Task directions:
Retype word for word the lines of the records below, from the line with "label: step riser" to the line with "top-left (385, 241), bottom-right (736, 535)", including both of those lines and nothing else.

(Records)
┌──

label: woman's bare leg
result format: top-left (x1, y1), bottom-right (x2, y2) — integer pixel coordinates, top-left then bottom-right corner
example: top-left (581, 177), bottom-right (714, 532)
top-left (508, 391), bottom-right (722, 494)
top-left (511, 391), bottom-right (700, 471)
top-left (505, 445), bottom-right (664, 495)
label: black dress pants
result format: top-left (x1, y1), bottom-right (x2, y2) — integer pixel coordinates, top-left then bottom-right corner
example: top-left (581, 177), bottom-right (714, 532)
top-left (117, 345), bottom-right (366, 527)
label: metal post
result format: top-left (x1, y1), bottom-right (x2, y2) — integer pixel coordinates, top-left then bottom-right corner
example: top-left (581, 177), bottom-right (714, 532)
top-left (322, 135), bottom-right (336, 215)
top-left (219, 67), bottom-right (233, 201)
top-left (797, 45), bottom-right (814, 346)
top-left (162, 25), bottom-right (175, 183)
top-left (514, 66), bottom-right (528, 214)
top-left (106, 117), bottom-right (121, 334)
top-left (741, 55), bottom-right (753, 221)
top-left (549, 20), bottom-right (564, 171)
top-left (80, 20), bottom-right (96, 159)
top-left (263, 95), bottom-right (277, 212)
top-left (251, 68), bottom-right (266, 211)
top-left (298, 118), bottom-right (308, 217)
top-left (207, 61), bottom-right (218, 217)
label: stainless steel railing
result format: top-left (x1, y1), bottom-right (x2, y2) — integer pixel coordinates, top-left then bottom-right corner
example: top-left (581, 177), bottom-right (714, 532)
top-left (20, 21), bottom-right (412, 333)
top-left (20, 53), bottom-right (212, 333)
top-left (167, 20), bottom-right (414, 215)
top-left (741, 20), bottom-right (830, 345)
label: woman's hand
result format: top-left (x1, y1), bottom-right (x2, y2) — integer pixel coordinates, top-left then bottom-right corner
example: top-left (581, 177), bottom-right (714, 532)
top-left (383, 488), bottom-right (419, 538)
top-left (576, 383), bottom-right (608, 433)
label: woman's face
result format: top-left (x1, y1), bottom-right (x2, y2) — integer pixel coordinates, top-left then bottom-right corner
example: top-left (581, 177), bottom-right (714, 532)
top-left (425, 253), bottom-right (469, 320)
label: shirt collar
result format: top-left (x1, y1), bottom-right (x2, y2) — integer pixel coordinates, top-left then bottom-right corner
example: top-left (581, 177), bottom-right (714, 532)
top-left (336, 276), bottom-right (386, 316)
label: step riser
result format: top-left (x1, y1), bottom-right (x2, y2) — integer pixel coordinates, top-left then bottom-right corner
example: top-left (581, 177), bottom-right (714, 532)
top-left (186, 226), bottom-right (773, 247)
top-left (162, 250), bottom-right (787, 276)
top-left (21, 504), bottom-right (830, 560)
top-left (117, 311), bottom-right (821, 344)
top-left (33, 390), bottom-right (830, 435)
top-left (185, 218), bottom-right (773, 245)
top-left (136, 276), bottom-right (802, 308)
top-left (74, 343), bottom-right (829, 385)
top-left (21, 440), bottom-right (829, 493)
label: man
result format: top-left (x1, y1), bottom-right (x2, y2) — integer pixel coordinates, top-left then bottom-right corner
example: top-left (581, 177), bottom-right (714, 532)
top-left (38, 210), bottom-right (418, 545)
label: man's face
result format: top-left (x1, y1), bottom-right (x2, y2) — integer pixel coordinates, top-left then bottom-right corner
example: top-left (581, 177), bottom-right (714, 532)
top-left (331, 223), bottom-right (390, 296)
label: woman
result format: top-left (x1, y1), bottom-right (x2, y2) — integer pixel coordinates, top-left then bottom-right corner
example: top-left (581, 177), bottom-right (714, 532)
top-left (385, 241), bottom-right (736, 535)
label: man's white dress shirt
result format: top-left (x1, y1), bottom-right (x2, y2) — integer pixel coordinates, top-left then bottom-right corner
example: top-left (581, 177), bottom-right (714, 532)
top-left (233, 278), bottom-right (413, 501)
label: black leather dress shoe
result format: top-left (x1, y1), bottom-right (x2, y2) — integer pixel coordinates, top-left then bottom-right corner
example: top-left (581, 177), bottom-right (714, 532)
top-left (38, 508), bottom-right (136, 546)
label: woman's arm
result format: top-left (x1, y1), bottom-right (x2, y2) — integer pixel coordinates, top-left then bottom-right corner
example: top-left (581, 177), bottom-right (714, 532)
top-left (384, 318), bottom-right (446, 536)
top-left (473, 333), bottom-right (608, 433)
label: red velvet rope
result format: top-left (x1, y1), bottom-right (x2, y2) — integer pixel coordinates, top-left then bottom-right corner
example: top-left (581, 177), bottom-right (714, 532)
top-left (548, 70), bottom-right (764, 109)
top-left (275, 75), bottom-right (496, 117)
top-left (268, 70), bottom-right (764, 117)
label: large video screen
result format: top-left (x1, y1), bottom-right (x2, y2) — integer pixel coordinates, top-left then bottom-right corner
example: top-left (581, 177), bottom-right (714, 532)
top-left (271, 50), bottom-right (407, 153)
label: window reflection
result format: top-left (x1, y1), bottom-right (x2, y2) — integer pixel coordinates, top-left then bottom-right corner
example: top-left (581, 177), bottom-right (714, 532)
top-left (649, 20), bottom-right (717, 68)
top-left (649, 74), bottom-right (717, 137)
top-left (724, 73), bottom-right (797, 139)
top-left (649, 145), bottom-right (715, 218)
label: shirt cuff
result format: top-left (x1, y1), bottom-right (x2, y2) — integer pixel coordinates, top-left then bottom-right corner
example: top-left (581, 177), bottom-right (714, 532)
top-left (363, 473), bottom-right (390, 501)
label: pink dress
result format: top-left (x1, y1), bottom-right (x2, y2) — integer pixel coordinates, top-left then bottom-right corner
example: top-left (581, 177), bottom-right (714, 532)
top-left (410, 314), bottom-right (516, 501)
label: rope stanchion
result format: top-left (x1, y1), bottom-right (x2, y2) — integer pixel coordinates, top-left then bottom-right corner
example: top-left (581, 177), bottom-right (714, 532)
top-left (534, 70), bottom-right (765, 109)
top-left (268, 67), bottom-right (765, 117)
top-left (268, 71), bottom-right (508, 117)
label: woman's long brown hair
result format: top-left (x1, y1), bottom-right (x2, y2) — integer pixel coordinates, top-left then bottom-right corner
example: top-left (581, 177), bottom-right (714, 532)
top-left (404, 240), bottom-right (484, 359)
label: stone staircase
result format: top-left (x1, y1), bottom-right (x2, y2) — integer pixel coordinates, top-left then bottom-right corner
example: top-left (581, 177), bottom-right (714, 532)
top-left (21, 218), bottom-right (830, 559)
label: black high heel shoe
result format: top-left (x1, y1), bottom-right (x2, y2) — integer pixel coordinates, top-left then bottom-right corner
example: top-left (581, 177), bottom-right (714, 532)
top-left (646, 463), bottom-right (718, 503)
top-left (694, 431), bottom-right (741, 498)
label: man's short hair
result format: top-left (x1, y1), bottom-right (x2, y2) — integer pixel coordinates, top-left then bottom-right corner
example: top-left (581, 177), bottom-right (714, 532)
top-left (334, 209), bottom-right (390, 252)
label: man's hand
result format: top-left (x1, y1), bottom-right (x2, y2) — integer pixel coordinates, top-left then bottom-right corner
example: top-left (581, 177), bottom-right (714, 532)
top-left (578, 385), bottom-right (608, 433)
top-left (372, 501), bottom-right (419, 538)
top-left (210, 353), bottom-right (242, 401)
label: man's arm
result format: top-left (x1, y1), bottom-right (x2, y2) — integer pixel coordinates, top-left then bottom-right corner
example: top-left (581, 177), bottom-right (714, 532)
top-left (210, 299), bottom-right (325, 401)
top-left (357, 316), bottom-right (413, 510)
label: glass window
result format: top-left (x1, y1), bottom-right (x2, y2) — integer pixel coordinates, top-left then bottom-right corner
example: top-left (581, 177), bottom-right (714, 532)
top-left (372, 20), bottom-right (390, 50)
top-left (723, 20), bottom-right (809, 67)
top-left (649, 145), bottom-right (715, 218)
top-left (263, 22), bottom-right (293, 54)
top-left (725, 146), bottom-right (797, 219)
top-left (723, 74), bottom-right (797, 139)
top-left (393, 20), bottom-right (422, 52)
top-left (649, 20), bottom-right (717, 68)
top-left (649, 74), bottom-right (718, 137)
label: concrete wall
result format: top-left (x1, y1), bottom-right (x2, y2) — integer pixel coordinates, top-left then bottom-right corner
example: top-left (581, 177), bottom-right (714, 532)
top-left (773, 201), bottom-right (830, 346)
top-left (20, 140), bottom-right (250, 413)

└──

Answer to this exercise:
label: step riser
result format: top-left (x1, y1), bottom-right (x2, y2) — integer pixel coordinates, top-left then bottom-right corner
example: top-left (581, 177), bottom-right (714, 532)
top-left (186, 226), bottom-right (773, 247)
top-left (162, 250), bottom-right (787, 276)
top-left (21, 504), bottom-right (830, 560)
top-left (117, 311), bottom-right (821, 344)
top-left (33, 390), bottom-right (830, 435)
top-left (185, 218), bottom-right (773, 245)
top-left (136, 276), bottom-right (802, 308)
top-left (74, 343), bottom-right (829, 385)
top-left (21, 440), bottom-right (829, 493)
label: man
result format: top-left (x1, y1), bottom-right (x2, y2) — integer pixel coordinates, top-left then bottom-right corner
example: top-left (581, 177), bottom-right (714, 532)
top-left (38, 210), bottom-right (418, 545)
label: man's face
result format: top-left (x1, y1), bottom-right (x2, y2) — integer pixel coordinates, top-left then bottom-right corner
example: top-left (581, 177), bottom-right (714, 532)
top-left (331, 223), bottom-right (390, 296)
label: woman
result format: top-left (x1, y1), bottom-right (x2, y2) — integer pixel coordinates, top-left then bottom-right corner
example: top-left (581, 177), bottom-right (714, 532)
top-left (385, 241), bottom-right (736, 535)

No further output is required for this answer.